╭─ Brondocument

Bewijslevering en buitengerechtelijke incassokosten in civiele procedure

In deze zaak heeft Linge Lloyd Consultants B.V. hoger beroep ingesteld tegen de vonnissen van de rechtbank Midden-Nederland, die op 20 april 2022 en 28 december 2022 zijn uitgesproken. De zaak betreft een betalingsafspraak tussen Linge Lloyd en Partycentrum Schoonrewoerd, waarbij Linge Lloyd stelt dat Partycentrum een deel van de afgesproken betaling van € 46.594,68 niet heeft voldaan. De rechtbank oordeelde dat Linge Lloyd niet voldoende bewijs had geleverd voor de betalingsafspraak en wees een deel van de vordering toe, terwijl de rest werd afgewezen. Linge Lloyd is in hoger beroep gegaan om de volledige vordering toegewezen te krijgen.

Het hof heeft de feiten en het bewijs dat door beide partijen is aangedragen beoordeeld. Het hof concludeert dat Linge Lloyd niet heeft bewezen dat de betalingsafspraak daadwerkelijk is gemaakt. De getuigenverklaringen van zowel Linge Lloyd als Partycentrum gaven geen eenduidig bewijs voor de gemaakte afspraken. Het hof oordeelt dat de eerdere beslissingen van de rechtbank in stand blijven, met uitzondering van de afwijzing van de buitengerechtelijke incassokosten, die het hof wel toewijst. Linge Lloyd wordt veroordeeld tot betaling van de proceskosten in hoger beroep, terwijl Partycentrum wordt veroordeeld tot betaling van een bedrag aan buitengerechtelijke kosten. De beslissing van het hof is op 8 oktober 2024 openbaar uitgesproken.

Uitspraak

GERECHTSHOF ARNHEM-LEEUWARDEN
locatie Arnhem, afdeling civiel
zaaknummer gerechtshof 200.324.574
zaaknummer rechtbank Midden-Nederland C/16/521534
arrest van 8 oktober 2024
in de zaak van
de besloten vennootschap met beperkte aansprakelijkheid
Linge Lloyd Consultants B.V.
die is gevestigd in Rotterdam
die hoger beroep heeft ingesteld
en bij de rechtbank optrad als eiseres
hierna: Linge Lloyd
advocaat: mr. M.J. Goedhart
tegen

1.de vennootschap onder firma [geïntimeerde1] V.O.F.

╰─

▶ _Opdracht a_: Noem elke regel uit de items hieronder waarin de tekenreeks "bounds" voorkomt, en schrijf die regel volledig over.

╭─ Oefengegevens

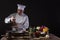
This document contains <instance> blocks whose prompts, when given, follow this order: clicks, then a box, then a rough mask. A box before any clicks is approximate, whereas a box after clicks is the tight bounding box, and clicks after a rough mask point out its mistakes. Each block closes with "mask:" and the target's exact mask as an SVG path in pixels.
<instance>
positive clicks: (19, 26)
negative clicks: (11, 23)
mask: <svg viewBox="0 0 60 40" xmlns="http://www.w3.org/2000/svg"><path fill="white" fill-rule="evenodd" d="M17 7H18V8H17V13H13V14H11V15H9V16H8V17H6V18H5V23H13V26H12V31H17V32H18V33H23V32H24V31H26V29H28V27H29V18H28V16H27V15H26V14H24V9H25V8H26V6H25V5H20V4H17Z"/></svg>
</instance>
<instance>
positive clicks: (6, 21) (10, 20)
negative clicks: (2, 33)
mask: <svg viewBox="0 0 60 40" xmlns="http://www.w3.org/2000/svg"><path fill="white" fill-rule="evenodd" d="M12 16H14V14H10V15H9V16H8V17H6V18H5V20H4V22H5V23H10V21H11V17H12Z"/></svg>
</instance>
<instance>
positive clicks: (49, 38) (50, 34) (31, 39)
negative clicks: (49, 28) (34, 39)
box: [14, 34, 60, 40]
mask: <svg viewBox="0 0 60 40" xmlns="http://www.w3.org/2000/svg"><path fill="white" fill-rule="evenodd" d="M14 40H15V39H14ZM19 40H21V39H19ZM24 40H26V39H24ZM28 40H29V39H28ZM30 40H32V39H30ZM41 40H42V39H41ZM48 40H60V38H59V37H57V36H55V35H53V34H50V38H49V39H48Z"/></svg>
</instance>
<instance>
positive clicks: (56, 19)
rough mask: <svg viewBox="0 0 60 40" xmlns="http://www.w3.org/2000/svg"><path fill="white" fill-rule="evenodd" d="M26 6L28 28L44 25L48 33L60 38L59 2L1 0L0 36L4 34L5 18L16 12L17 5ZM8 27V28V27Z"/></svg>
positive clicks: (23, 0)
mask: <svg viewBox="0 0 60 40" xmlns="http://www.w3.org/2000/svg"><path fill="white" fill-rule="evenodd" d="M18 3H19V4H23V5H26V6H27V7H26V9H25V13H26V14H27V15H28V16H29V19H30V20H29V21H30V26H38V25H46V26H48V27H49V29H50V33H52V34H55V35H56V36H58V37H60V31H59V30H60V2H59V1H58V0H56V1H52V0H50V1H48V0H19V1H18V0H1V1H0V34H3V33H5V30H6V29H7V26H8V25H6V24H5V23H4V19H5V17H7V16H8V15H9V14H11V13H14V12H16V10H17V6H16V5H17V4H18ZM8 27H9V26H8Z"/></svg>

╰─
╭─ Oefengegevens

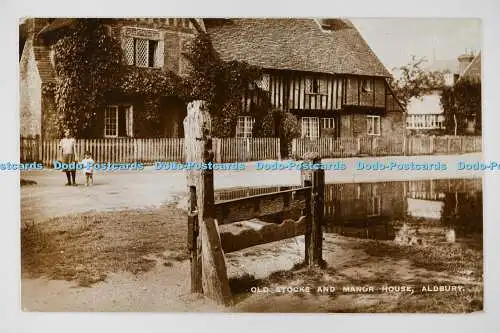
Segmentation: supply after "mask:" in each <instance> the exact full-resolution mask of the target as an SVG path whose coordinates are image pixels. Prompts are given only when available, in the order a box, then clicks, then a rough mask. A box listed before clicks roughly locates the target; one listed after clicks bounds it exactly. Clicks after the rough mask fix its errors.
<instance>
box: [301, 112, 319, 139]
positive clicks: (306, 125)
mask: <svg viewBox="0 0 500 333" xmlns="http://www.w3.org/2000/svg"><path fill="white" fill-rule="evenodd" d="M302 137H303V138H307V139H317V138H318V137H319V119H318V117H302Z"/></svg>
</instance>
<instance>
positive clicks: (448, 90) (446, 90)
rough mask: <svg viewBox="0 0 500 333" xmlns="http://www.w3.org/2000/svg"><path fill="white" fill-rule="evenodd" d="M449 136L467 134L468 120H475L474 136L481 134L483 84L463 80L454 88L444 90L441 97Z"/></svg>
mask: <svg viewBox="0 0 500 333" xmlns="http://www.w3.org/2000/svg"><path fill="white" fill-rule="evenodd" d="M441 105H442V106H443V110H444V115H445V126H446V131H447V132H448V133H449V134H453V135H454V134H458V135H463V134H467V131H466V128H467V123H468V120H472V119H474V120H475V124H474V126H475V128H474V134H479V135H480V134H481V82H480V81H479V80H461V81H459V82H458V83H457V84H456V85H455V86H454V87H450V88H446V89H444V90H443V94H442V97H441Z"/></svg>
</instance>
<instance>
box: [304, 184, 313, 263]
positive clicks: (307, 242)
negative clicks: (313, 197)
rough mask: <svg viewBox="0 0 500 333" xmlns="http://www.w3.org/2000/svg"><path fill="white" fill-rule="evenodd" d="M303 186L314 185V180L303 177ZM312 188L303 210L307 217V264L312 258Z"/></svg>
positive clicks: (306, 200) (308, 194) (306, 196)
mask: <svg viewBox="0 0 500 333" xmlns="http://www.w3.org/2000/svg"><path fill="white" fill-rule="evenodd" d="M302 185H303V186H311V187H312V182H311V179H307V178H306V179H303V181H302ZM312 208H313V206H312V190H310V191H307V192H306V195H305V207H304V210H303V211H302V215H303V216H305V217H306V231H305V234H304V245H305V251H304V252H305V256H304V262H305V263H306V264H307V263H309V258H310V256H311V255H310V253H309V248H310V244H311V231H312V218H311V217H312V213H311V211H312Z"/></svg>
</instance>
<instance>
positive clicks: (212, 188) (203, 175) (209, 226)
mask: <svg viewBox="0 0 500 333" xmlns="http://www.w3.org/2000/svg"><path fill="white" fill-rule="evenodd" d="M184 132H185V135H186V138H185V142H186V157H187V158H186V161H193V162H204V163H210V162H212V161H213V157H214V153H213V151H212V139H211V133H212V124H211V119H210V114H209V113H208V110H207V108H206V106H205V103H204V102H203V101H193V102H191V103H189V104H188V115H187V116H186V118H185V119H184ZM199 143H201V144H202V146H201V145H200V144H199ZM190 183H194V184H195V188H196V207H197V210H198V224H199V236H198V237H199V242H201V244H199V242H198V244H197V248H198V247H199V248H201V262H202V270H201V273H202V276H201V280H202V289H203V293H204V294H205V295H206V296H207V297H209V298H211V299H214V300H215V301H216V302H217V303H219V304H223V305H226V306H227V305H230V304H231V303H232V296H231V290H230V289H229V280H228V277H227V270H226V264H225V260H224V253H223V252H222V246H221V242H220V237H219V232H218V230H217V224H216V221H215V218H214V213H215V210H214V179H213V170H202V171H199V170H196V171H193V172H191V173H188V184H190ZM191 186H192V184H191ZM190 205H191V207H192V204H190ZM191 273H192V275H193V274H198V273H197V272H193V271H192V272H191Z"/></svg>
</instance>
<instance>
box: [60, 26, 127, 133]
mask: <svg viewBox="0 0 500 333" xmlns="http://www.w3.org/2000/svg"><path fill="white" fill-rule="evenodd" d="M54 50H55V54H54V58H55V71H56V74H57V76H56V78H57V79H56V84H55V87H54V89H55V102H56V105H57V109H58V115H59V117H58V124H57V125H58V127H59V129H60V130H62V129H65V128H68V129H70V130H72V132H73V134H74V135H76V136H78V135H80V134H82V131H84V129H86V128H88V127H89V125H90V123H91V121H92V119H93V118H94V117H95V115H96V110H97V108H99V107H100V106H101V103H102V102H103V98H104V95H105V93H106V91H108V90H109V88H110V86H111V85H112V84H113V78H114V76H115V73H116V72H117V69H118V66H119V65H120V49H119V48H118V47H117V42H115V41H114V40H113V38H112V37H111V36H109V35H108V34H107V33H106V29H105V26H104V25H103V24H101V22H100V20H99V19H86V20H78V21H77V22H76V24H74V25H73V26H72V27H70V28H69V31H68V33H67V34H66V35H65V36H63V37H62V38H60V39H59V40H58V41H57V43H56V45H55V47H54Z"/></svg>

╰─
╭─ Oefengegevens

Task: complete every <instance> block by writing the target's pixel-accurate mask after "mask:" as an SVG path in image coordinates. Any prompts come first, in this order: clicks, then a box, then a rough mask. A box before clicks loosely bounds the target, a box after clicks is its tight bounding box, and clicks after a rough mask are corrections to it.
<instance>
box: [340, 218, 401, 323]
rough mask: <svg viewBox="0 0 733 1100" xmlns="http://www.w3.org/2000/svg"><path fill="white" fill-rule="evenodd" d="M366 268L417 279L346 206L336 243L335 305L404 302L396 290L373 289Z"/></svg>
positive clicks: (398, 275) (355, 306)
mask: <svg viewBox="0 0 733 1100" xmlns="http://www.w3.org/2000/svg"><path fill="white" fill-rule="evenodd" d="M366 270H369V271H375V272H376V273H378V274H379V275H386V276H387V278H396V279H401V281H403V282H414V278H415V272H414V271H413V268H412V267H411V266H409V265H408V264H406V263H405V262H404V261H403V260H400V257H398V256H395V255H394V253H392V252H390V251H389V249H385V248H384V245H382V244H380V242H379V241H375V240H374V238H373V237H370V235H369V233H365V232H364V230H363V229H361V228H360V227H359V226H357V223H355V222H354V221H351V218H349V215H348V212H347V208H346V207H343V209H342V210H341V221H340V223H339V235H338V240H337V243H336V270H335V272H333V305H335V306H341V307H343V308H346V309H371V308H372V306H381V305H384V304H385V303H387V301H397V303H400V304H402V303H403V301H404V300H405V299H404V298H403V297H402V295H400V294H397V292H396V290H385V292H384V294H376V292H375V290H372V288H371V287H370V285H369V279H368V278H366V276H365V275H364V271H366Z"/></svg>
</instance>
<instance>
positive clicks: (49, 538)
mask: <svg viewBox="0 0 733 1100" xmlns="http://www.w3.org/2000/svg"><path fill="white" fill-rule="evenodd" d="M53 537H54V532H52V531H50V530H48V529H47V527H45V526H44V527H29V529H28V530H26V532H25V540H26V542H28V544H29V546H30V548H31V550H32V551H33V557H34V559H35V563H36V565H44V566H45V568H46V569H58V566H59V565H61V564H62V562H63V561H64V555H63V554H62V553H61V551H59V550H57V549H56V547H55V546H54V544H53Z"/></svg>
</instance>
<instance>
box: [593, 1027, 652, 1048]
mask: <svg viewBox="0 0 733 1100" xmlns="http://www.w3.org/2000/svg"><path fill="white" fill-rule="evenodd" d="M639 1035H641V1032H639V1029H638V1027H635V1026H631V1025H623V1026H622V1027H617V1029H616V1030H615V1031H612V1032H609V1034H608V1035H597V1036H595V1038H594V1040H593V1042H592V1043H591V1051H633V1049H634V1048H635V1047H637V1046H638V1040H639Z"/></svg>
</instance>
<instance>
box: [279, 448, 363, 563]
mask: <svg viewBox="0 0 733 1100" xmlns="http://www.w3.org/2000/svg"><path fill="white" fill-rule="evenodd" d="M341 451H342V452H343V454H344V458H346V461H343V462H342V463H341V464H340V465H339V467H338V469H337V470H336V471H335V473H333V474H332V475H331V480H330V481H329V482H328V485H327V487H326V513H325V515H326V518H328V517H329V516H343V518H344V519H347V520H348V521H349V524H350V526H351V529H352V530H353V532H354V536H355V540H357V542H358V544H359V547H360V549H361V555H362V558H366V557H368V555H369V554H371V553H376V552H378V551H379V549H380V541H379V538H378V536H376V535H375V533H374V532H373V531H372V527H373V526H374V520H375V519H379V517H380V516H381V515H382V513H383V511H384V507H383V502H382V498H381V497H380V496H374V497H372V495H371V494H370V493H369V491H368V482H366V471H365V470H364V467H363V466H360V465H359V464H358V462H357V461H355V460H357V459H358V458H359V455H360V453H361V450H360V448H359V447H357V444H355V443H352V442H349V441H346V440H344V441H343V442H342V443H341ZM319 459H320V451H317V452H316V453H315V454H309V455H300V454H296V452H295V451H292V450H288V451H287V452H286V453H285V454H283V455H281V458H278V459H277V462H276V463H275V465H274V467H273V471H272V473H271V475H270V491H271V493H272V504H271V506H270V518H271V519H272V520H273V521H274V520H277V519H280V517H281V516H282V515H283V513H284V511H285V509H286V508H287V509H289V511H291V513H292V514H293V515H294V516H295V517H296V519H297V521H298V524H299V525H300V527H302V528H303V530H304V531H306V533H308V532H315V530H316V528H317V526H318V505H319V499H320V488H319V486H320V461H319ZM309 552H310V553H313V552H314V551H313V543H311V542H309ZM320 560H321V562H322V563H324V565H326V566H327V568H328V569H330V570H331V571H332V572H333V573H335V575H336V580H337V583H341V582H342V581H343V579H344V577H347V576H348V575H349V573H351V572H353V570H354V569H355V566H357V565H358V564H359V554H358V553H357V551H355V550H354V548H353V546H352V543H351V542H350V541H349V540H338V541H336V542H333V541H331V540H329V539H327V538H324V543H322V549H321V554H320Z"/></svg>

╰─

▶ _Opdracht b_: Geef alsjeblieft alle verschillende datums die in het brondocument worden genoemd.

▶ _Schriftelijk antwoord a_:
Segmentation: supply after "mask:" in each <instance> the exact full-resolution mask of the target as an SVG path whose coordinates are image pixels. Prompts are given only when available, in the order a box, then clicks, then a rough mask. A box listed before clicks roughly locates the target; one listed after clicks bounds it exactly. Clicks after the rough mask fix its errors.
Task: complete every <instance> block by writing the target's pixel-accurate mask after "mask:" as an SVG path in image coordinates. Any prompts come first, in this order: clicks, then a box, then a rough mask. A box before clicks loosely bounds the target, a box after clicks is its tight bounding box, and clicks after a rough mask are corrections to it.

▶ _Schriftelijk antwoord b_:
20 april 2022
28 december 2022
8 oktober 2024